We've tried to describe speed designing below but it's best experienced personally as part of a CPD session. Take a look at our courses as many include speed designing activities. 


Benefits of speed designing

  • Helps to improve the pace of learning by modelling best practices in approaching sections of work along, with giving clear examples on how time can be used effectively.
  • Increases independent learning and supports students to think for themselves. 
  • If introduced at KS3 it helps students self manage their non exam assessment at GCSE and A level and reduces the amount of teacher input that is required. 
  • Its use isn’t just limited to designing, and as a time management strategy, it can be used for a range of things.
  • It is surprising how even the nosiest of groups respond well to speed designing for short bursts of time, especially when they are used to the technique. The pace of work and teacher modelled activities often mean there is little time to misbehave. The pace also means students are more focused and for many there's a real sense of achievement in a short space of time which is motivating for the rest of the lesson.

▸ **WHAT YOU WILL DO**: Please echo the passage on speed designing word for word, starting at "We've tried to" and ending at "that is required.". The records that come next have no role here.

Collected data:
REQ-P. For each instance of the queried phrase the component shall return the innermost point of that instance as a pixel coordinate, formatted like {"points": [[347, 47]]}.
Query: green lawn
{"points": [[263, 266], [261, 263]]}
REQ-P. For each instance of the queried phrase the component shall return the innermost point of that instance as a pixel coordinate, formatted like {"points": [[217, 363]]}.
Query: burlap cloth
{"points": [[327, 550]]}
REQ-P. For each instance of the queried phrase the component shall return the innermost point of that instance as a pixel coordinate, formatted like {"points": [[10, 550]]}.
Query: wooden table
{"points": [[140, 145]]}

▸ **FINISHED ANSWER**:
We've tried to describe speed designing below but it's best experienced personally as part of a CPD session. Take a look at our courses as many include speed designing activities. 


Benefits of speed designing

  • Helps to improve the pace of learning by modelling best practices in approaching sections of work along, with giving clear examples on how time can be used effectively.
  • Increases independent learning and supports students to think for themselves. 
  • If introduced at KS3 it helps students self manage their non exam assessment at GCSE and A level and reduces the amount of teacher input that is required.